Single by Bonnie Tyler

from the album Bitterblue
- Released: 7 October 1991
- Recorded: Los Angeles, 1991
- Length: 3:48
- Label: Hansa Records, BMG
- Songwriter: Dieter Bohlen
- Producer: Dieter Bohlen

Bonnie Tyler singles chronology
| "Save Up All Your Tears" (1988) | "Bitterblue" (1991) | "Against the Wind" (1991) |

= Bitterblue (song) =

"Bitterblue" is a song recorded by Welsh singer Bonnie Tyler for her eighth studio album of the same name (1991). It was released on 7 October 1991 by Hansa Records. The song was a European hit, missing the number one spot in Norway to Michael Jackson's song "Black or White". The song was written and produced by Dieter Bohlen.

"Bitterblue" has appeared on several of Tyler's compilation albums including The Very Best of Bonnie Tyler: Volume 1, Comeback: Single Collection '90–'94, Greatest Hits, Total Eclipse Anthology and Ravishing - The Best Of.

== Composition ==
"Bitterblue" was written and produced by Dieter Bohlen, who drew upon Rod Stewart's 1991 single "Rhythm of My Heart" for inspiration. The song features elements of Scottish folk music, including instruments such as bagpipes and accordion.

== Chart performance ==
"Bitterblue" was reasonably successful in Europe. In Norway, the song debuted at number 7, and remained in the Top 10 for sixteen weeks. It reached its peak of number 2 on its fourth charting week, maintaining this position for a second week behind Michael Jackson's "Black or White". "Bitterblue" spent a further six weeks at number 3.

***

**TO DO:**
1) From the passage on the song "Bitterblue," extract the text that begins at the words "from the album" and stops after "by Dieter Bohlen.".
2) According to the passage on the song "Bitterblue," which instruments from Scottish folk music does the song feature?

**STUDY MATERIAL:**
***

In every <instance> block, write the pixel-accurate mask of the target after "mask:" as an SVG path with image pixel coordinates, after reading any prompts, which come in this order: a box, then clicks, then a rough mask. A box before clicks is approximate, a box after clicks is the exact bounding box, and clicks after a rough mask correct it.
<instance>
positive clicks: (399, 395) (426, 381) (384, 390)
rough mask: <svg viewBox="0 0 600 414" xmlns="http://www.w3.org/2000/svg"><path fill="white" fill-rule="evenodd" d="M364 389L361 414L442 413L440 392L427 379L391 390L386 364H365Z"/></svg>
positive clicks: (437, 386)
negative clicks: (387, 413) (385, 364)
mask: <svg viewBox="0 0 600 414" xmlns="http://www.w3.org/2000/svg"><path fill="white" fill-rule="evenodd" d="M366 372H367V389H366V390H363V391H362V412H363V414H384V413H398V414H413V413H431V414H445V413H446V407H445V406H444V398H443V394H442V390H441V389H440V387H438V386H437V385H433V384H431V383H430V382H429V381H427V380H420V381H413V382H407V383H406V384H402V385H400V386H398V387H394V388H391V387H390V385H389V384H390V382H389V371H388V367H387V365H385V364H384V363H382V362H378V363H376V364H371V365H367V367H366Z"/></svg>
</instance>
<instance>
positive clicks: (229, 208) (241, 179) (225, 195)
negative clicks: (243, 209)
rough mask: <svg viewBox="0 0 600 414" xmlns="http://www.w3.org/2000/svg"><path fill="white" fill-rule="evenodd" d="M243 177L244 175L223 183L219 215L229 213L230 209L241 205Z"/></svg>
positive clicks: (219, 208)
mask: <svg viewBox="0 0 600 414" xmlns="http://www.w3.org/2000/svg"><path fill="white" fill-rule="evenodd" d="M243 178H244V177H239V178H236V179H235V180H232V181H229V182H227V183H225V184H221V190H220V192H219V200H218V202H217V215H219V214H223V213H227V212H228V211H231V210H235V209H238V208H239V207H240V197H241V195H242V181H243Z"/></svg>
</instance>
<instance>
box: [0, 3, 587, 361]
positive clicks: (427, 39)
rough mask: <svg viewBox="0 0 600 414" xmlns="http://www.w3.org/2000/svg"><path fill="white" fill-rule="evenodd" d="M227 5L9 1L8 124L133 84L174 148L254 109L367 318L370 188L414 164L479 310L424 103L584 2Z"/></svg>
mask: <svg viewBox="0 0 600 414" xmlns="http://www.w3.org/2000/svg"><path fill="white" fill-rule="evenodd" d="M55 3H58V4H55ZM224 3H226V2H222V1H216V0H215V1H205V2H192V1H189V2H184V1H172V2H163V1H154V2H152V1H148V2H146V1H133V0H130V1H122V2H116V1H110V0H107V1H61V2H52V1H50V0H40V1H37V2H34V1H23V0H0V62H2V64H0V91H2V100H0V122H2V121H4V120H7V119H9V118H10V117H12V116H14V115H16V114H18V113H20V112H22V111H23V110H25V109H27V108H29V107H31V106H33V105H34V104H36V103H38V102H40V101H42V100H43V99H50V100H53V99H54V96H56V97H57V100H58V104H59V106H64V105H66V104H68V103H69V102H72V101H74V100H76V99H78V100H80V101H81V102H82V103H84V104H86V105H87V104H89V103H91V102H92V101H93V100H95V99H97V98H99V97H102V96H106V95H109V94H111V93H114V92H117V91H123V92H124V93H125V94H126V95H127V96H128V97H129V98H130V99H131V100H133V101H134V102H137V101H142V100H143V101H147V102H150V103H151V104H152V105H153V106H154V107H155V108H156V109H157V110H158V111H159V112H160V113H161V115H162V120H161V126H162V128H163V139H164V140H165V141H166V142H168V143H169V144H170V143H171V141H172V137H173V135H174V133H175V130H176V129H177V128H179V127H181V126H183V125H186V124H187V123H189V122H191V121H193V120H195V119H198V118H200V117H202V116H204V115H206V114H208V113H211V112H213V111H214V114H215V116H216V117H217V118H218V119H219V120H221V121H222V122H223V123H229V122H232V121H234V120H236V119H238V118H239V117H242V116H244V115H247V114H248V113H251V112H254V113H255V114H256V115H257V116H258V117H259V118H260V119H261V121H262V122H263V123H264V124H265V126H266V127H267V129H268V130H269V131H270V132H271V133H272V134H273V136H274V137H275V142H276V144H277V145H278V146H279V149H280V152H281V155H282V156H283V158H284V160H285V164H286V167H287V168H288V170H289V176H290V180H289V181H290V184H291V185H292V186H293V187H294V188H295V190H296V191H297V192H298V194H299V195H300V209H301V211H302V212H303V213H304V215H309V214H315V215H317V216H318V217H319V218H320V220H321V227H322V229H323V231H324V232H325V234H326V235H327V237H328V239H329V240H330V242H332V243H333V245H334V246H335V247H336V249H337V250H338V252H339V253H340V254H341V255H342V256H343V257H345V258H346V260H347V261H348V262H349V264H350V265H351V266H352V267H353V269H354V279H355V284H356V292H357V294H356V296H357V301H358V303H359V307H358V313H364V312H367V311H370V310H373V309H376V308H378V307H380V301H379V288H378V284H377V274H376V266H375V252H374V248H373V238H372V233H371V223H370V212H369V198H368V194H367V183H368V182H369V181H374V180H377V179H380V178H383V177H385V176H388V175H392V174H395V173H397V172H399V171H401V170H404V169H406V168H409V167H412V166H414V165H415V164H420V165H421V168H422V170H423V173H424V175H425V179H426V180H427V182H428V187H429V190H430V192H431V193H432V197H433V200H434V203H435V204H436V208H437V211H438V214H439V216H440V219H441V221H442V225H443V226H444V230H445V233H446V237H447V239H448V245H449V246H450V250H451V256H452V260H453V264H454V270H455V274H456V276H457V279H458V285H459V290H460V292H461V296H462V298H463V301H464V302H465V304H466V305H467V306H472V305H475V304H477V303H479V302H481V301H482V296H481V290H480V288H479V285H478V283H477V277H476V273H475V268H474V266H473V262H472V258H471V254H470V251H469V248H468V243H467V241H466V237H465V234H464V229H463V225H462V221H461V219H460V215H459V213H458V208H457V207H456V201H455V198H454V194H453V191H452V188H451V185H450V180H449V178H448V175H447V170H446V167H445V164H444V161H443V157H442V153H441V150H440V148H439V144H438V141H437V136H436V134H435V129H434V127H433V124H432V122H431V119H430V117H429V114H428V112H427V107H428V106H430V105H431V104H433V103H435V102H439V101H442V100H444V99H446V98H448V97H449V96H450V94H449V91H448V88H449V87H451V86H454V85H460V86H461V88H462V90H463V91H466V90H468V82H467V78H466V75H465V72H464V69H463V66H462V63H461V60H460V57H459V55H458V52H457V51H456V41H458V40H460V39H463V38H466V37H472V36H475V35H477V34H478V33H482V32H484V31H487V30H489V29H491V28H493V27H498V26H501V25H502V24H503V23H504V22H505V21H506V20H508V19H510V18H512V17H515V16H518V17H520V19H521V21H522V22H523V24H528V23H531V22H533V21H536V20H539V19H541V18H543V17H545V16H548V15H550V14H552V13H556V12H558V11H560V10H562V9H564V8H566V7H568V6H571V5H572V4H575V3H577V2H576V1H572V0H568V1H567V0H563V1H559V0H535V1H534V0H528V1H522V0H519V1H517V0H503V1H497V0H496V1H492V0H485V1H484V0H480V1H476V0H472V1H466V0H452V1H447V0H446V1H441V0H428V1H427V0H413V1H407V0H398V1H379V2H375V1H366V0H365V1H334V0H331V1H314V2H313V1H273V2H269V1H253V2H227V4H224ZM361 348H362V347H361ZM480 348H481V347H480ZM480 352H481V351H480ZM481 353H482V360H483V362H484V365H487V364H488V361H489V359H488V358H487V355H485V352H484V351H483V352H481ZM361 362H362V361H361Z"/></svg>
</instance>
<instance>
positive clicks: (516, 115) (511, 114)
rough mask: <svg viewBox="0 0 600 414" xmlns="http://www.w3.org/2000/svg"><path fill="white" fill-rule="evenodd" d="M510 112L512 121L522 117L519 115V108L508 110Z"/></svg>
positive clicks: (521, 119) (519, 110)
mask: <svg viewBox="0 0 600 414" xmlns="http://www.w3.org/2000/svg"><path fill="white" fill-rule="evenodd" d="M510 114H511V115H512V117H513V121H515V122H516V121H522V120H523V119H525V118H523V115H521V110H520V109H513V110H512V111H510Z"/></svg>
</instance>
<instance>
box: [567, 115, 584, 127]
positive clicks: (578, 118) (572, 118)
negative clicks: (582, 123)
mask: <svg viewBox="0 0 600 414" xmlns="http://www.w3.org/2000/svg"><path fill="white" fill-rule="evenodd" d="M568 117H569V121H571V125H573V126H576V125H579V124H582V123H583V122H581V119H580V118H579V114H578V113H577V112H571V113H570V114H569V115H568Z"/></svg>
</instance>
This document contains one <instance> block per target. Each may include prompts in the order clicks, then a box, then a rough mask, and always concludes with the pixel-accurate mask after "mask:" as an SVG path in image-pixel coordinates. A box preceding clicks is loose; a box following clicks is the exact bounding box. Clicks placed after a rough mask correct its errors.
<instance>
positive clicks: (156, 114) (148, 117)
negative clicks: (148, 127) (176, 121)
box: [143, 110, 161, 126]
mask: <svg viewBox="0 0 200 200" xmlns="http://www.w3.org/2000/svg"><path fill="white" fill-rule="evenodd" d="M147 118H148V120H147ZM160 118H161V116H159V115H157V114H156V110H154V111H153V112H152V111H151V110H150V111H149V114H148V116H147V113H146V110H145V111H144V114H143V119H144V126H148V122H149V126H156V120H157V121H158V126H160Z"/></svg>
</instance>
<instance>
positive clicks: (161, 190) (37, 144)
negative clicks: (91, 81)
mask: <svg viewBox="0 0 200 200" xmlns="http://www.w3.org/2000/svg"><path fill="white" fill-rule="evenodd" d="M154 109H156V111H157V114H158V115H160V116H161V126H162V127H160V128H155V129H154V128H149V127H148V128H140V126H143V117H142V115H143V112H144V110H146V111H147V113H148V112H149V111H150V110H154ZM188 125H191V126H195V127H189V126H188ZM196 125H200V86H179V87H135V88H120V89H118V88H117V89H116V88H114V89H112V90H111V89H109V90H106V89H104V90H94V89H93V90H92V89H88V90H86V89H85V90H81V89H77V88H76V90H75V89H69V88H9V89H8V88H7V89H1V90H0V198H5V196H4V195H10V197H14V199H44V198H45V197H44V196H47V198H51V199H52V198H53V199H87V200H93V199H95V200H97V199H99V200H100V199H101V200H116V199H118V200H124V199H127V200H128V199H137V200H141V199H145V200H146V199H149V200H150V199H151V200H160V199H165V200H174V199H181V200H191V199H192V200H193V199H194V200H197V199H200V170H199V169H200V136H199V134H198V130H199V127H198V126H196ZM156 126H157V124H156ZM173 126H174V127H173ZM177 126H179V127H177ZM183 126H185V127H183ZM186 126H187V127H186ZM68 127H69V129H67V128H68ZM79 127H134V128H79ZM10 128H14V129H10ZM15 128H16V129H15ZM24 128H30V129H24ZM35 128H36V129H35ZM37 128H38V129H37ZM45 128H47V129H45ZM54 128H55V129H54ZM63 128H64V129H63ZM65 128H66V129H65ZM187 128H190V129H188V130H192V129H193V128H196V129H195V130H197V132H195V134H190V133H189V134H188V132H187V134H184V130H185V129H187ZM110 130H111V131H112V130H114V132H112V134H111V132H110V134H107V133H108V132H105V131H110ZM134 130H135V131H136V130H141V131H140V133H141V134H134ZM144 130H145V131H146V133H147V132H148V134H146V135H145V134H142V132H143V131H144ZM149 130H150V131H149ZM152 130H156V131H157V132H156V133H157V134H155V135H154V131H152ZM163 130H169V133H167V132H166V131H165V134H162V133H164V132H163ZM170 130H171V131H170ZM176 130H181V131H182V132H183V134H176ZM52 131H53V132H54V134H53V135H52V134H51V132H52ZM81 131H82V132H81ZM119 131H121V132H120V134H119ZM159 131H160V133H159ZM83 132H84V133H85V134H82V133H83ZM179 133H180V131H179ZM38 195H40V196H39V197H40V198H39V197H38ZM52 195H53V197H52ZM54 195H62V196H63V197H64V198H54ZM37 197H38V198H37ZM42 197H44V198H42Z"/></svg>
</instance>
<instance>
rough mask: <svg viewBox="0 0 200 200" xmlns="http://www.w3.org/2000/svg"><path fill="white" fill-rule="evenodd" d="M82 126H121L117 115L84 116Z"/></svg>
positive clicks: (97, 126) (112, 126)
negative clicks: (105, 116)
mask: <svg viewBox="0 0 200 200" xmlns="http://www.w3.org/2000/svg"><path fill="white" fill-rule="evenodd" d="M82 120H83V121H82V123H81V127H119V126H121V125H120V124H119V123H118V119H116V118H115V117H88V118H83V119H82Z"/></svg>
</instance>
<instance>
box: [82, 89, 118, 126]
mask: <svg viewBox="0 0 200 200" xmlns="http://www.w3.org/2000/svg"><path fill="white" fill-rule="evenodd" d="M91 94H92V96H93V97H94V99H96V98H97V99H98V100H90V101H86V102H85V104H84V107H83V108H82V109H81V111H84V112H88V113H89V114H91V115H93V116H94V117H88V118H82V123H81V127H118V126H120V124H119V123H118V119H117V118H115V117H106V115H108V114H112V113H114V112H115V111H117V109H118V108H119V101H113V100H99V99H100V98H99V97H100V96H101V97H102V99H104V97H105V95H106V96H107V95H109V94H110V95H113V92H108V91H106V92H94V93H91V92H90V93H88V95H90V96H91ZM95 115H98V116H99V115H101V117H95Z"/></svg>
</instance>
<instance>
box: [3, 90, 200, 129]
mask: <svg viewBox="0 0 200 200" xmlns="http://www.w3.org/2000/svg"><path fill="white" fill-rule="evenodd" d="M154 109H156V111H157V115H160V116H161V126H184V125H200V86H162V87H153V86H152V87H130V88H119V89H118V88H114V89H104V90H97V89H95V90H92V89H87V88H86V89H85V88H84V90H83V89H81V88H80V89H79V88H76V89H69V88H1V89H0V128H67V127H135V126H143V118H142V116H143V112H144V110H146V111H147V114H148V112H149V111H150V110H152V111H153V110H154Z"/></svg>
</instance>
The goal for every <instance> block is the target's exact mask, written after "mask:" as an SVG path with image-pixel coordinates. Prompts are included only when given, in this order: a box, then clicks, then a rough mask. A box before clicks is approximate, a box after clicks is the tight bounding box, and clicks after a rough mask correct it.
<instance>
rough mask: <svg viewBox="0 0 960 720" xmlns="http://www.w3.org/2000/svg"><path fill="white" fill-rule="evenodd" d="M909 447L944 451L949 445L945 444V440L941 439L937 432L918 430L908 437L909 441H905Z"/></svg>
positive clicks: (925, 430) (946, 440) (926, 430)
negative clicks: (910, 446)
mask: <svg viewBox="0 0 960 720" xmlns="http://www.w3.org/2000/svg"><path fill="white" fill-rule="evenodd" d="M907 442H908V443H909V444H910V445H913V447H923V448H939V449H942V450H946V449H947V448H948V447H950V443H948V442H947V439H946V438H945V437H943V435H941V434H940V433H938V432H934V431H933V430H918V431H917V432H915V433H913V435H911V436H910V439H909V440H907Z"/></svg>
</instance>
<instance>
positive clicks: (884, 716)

***

**SOLUTIONS IN ORDER:**
1)
from the album Bitterblue
- Released: 7 October 1991
- Recorded: Los Angeles, 1991
- Length: 3:48
- Label: Hansa Records, BMG
- Songwriter: Dieter Bohlen
- Producer: Dieter Bohlen

Bonnie Tyler singles chronology
| "Save Up All Your Tears" (1988) | "Bitterblue" (1991) | "Against the Wind" (1991) |

= Bitterblue (song) =

"Bitterblue" is a song recorded by Welsh singer Bonnie Tyler for her eighth studio album of the same name (1991). It was released on 7 October 1991 by Hansa Records. The song was a European hit, missing the number one spot in Norway to Michael Jackson's song "Black or White". The song was written and produced by Dieter Bohlen.

2) Bagpipes and accordion.